→ What you need to do: Copy the lines below word for word, but leave out the pictures.

Lines from a pointing dataset:
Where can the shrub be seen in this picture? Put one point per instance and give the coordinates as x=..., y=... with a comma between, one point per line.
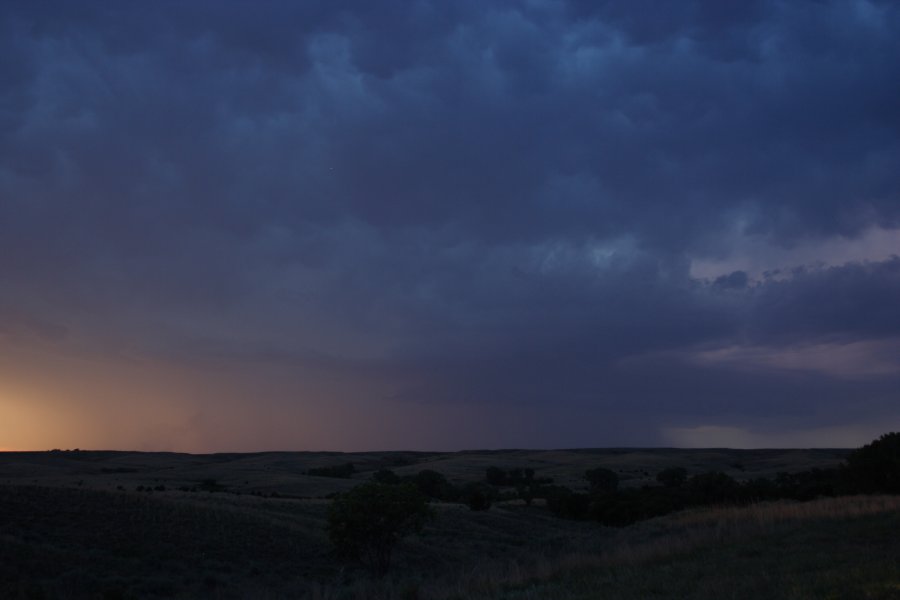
x=368, y=521
x=602, y=480
x=478, y=496
x=434, y=485
x=876, y=466
x=672, y=477
x=386, y=476
x=339, y=471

→ Written answer:
Where can the shrub be seen in this picture? Put one point per instance and give the coordinates as x=..., y=... with a comma between, one point per line.
x=368, y=521
x=602, y=480
x=478, y=496
x=434, y=485
x=876, y=466
x=672, y=477
x=386, y=476
x=339, y=471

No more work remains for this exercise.